AIM
Copy out, word for word, the lines of the material from the line holding "like point(262, 238)." through the line holding "point(427, 68)", both included, and leave any pictures out of your copy.
--- Start STORED DATA ---
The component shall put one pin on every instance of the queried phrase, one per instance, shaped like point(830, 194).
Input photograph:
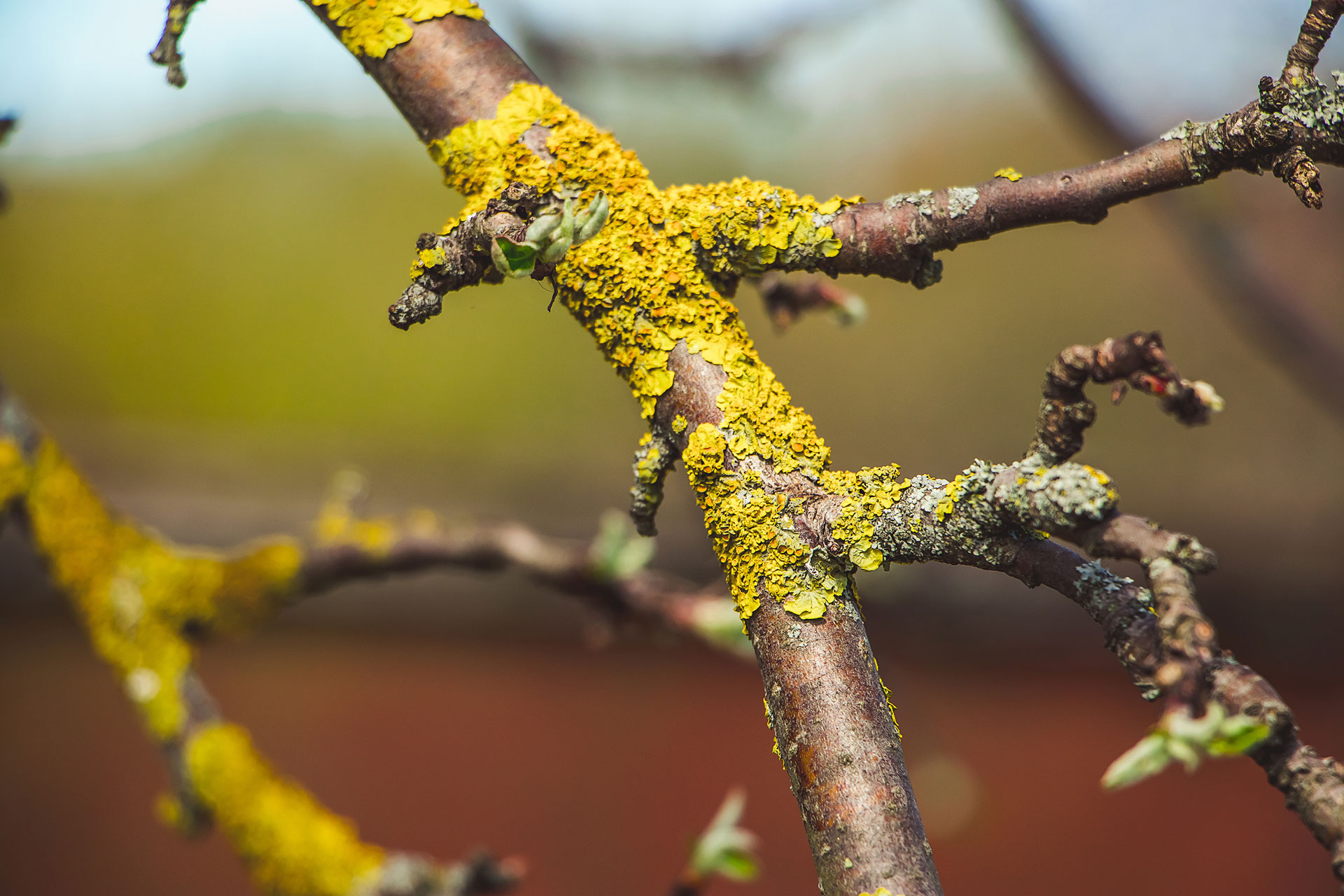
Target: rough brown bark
point(841, 751)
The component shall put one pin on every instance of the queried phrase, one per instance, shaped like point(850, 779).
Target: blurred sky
point(93, 89)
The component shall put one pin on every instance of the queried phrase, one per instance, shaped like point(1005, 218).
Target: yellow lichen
point(14, 472)
point(867, 495)
point(769, 723)
point(292, 844)
point(372, 27)
point(650, 280)
point(952, 495)
point(136, 594)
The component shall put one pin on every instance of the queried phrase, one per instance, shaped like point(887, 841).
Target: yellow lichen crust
point(867, 495)
point(14, 472)
point(292, 846)
point(372, 27)
point(136, 594)
point(654, 277)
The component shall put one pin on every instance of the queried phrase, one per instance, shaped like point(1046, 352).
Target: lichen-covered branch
point(1136, 360)
point(788, 298)
point(144, 601)
point(1275, 318)
point(654, 289)
point(140, 601)
point(166, 52)
point(1296, 122)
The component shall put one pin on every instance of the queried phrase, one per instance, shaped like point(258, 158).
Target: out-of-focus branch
point(790, 298)
point(996, 517)
point(1291, 127)
point(139, 597)
point(166, 52)
point(144, 599)
point(1139, 362)
point(1273, 317)
point(608, 577)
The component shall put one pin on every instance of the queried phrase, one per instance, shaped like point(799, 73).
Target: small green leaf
point(619, 551)
point(512, 260)
point(724, 848)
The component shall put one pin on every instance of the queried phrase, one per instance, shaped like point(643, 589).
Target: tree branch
point(652, 289)
point(144, 601)
point(1273, 318)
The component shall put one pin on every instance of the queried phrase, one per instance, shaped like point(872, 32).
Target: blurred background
point(192, 292)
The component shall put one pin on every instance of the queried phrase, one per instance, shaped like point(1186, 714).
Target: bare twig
point(166, 52)
point(787, 298)
point(1139, 362)
point(1270, 315)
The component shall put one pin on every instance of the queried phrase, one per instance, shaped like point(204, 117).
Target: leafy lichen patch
point(372, 27)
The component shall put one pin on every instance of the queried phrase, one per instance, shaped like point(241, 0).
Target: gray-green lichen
point(1179, 132)
point(1101, 592)
point(1056, 498)
point(1316, 105)
point(961, 200)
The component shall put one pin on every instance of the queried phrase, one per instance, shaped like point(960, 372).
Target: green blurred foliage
point(209, 314)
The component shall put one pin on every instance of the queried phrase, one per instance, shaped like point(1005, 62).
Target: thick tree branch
point(1316, 30)
point(1272, 316)
point(790, 531)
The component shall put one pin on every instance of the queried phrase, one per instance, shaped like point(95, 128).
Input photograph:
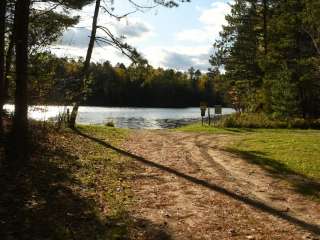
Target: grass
point(73, 188)
point(293, 155)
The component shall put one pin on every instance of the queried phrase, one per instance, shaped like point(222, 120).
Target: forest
point(248, 172)
point(54, 80)
point(269, 51)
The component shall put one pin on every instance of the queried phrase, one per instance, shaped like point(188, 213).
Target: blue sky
point(171, 38)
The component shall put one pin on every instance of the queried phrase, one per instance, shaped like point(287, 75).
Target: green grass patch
point(198, 127)
point(293, 155)
point(73, 188)
point(289, 154)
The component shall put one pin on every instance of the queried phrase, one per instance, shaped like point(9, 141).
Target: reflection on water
point(151, 118)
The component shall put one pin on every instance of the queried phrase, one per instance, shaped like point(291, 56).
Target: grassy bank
point(290, 154)
point(73, 188)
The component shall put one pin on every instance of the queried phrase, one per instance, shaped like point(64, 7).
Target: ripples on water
point(149, 118)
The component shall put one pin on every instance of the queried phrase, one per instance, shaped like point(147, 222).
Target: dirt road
point(188, 187)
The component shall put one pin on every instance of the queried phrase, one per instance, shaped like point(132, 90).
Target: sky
point(175, 38)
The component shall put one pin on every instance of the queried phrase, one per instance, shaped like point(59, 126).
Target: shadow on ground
point(42, 201)
point(313, 228)
point(301, 183)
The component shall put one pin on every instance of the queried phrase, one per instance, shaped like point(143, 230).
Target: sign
point(203, 108)
point(217, 109)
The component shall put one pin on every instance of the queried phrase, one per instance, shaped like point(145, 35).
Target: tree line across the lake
point(27, 28)
point(55, 80)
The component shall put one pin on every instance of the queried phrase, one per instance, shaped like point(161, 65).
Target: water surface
point(122, 117)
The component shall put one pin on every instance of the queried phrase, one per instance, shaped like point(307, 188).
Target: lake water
point(122, 117)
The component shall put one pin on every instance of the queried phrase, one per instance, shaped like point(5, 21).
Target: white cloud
point(179, 57)
point(211, 19)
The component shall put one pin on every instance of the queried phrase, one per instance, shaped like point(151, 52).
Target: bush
point(252, 120)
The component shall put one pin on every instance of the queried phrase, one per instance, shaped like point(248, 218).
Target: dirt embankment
point(191, 188)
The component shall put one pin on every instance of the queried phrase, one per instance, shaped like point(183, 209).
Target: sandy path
point(190, 188)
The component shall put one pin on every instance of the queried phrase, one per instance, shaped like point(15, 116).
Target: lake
point(123, 117)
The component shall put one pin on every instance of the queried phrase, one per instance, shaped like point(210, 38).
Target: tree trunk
point(3, 5)
point(265, 26)
point(85, 70)
point(8, 65)
point(20, 123)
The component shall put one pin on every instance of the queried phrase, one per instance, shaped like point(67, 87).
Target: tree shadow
point(313, 228)
point(43, 200)
point(301, 183)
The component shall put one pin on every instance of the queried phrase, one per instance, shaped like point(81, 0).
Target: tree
point(20, 123)
point(85, 70)
point(112, 40)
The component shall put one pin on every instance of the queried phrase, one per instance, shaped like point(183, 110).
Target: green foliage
point(57, 81)
point(269, 50)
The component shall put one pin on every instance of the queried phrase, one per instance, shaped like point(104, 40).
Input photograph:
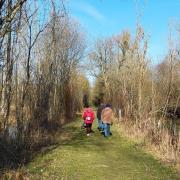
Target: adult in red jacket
point(88, 116)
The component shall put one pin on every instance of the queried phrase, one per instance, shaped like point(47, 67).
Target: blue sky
point(103, 18)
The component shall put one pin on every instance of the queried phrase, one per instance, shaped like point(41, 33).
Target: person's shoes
point(102, 133)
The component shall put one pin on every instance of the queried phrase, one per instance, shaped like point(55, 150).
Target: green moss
point(95, 157)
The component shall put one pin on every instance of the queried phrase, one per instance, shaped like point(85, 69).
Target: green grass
point(78, 157)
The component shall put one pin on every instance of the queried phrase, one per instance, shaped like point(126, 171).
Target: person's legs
point(88, 128)
point(106, 130)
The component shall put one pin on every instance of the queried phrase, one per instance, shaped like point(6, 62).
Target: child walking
point(88, 117)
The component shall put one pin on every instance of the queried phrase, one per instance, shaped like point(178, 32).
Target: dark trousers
point(88, 128)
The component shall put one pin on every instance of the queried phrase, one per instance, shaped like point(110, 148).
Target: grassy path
point(79, 157)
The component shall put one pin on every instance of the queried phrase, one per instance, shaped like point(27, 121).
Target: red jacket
point(88, 116)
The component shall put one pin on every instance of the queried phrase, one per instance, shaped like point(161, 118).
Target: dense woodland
point(42, 83)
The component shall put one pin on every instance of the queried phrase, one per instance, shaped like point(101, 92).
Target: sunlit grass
point(96, 157)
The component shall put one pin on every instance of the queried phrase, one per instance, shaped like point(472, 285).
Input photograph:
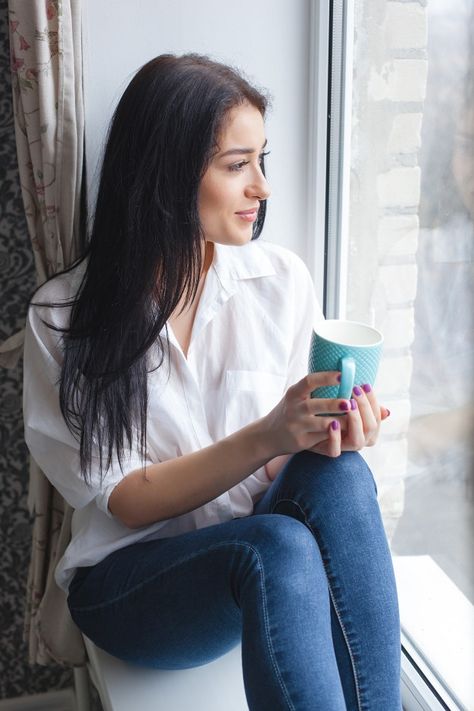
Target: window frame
point(329, 143)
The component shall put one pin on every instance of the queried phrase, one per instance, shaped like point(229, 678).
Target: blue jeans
point(306, 583)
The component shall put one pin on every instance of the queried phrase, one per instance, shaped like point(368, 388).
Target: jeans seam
point(91, 608)
point(344, 633)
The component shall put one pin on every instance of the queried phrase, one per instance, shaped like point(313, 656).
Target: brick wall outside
point(389, 84)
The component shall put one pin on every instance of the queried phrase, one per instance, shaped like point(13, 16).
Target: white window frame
point(330, 91)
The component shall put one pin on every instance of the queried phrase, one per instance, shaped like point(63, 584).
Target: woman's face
point(233, 185)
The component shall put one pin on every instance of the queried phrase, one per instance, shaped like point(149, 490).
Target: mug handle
point(347, 368)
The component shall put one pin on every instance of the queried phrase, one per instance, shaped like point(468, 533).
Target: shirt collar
point(233, 263)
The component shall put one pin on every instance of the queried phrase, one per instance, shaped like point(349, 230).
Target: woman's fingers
point(331, 445)
point(304, 387)
point(369, 412)
point(334, 439)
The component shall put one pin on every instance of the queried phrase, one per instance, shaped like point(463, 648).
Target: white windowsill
point(438, 620)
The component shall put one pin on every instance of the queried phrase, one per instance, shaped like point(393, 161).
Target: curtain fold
point(46, 64)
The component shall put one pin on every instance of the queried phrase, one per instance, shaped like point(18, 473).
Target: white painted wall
point(267, 39)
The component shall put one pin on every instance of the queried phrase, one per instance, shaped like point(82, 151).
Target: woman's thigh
point(179, 602)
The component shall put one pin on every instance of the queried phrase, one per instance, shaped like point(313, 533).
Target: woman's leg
point(183, 601)
point(336, 499)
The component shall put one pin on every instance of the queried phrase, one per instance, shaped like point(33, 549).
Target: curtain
point(46, 63)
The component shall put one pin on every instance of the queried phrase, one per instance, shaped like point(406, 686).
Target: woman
point(166, 399)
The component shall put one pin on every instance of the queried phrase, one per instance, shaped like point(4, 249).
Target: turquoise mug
point(351, 347)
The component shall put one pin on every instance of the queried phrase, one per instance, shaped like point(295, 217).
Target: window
point(400, 255)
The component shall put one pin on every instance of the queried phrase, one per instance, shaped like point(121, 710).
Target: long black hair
point(145, 248)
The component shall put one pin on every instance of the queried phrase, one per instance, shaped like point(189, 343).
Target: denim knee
point(282, 544)
point(343, 485)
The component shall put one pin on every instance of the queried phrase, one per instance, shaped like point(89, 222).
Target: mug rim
point(375, 331)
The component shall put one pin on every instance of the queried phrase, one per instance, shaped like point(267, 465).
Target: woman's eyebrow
point(240, 151)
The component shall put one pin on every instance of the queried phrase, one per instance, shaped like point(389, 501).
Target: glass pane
point(411, 274)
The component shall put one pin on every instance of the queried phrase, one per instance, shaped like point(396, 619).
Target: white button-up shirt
point(249, 343)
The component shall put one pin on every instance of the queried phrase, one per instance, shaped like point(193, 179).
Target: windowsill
point(439, 621)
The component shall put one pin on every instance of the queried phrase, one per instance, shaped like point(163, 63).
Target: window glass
point(410, 272)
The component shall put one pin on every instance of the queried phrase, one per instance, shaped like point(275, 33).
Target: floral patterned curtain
point(46, 63)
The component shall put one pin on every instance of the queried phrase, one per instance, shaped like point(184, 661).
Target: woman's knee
point(343, 482)
point(282, 540)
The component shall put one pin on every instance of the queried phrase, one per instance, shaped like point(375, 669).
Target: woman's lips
point(248, 215)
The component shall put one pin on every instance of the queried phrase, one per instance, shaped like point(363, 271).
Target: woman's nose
point(259, 188)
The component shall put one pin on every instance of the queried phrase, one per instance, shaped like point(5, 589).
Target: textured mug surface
point(333, 341)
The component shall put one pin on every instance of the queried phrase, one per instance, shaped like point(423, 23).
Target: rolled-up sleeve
point(49, 440)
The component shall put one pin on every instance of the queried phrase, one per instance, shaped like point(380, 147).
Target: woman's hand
point(360, 426)
point(292, 425)
point(298, 421)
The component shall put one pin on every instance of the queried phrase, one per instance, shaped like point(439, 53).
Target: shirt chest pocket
point(250, 394)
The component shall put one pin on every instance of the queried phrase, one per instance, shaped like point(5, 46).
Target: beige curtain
point(46, 54)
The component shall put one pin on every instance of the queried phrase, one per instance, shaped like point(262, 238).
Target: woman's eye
point(238, 166)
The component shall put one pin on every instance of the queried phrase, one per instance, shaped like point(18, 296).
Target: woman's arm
point(172, 488)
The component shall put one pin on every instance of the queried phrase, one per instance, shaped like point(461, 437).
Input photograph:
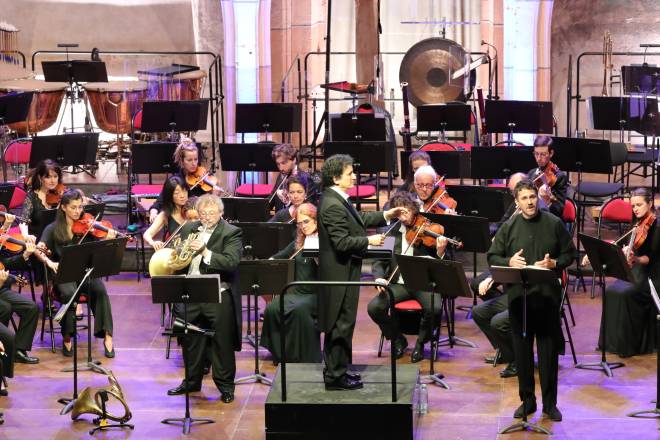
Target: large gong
point(427, 68)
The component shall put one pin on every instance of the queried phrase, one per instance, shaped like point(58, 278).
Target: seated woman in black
point(297, 190)
point(55, 237)
point(303, 343)
point(629, 316)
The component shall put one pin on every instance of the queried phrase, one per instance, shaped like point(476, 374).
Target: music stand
point(500, 162)
point(443, 118)
point(245, 209)
point(79, 263)
point(526, 276)
point(259, 277)
point(606, 259)
point(655, 411)
point(186, 289)
point(68, 150)
point(436, 276)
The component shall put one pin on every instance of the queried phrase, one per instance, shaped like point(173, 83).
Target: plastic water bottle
point(423, 399)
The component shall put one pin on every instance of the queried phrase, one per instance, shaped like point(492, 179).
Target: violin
point(54, 196)
point(99, 229)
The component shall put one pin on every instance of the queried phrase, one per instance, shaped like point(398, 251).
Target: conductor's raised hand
point(517, 260)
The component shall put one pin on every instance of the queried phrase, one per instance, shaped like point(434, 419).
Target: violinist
point(551, 182)
point(45, 191)
point(297, 194)
point(432, 196)
point(56, 236)
point(303, 341)
point(286, 159)
point(630, 312)
point(383, 269)
point(186, 158)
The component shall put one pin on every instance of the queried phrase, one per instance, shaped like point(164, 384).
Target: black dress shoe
point(510, 371)
point(418, 353)
point(23, 358)
point(227, 396)
point(343, 383)
point(531, 409)
point(181, 389)
point(552, 413)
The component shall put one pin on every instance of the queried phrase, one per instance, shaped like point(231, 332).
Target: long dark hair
point(168, 193)
point(61, 231)
point(41, 171)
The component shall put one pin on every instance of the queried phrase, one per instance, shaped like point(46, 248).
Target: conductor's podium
point(312, 412)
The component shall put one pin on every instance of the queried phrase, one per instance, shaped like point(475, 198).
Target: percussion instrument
point(180, 87)
point(114, 103)
point(46, 103)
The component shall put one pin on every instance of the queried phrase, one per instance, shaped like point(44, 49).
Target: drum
point(114, 103)
point(46, 103)
point(181, 87)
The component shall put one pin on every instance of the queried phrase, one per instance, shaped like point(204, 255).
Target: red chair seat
point(364, 191)
point(260, 190)
point(408, 305)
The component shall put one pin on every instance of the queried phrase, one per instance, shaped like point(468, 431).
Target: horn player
point(217, 250)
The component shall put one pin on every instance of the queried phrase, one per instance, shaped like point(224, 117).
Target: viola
point(99, 229)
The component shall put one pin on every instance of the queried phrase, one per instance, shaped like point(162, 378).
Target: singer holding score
point(535, 238)
point(343, 241)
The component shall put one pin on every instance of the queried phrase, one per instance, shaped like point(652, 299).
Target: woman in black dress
point(629, 322)
point(55, 237)
point(303, 343)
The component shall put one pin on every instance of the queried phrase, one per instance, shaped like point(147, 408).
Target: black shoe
point(400, 346)
point(552, 413)
point(418, 353)
point(23, 358)
point(510, 371)
point(67, 352)
point(531, 409)
point(181, 389)
point(227, 396)
point(343, 383)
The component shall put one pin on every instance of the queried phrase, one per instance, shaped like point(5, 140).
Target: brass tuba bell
point(89, 402)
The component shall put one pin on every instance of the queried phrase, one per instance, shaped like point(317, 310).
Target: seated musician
point(415, 160)
point(629, 324)
point(186, 158)
point(55, 237)
point(303, 340)
point(175, 198)
point(383, 271)
point(431, 195)
point(551, 182)
point(218, 250)
point(286, 159)
point(16, 346)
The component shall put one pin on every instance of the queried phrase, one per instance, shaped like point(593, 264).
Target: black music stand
point(186, 289)
point(436, 276)
point(79, 263)
point(655, 411)
point(262, 277)
point(247, 158)
point(500, 162)
point(245, 209)
point(443, 118)
point(606, 259)
point(519, 117)
point(527, 277)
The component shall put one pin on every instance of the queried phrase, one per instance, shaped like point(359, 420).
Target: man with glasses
point(553, 195)
point(218, 249)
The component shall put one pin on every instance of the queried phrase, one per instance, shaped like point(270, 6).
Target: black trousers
point(28, 312)
point(219, 348)
point(544, 325)
point(377, 310)
point(98, 300)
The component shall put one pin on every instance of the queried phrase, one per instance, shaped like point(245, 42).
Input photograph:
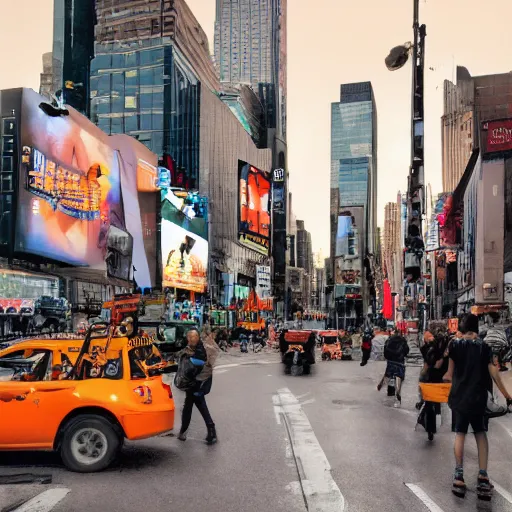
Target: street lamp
point(397, 58)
--- End STORED DATA ---
FINAL RESULT
The component shall put one pin on every instance of the queried phrase, one per instance, shaped like point(262, 238).
Target: woman's eye
point(238, 166)
The component shall put one pin on every instance of the queried phrase, one per instance, shaped like point(18, 296).
Target: woman's arm
point(172, 488)
The component shall put one pin on every instance of the queried phrase, one per instance, shaped like point(461, 437).
Input photograph:
Target: large gong
point(427, 68)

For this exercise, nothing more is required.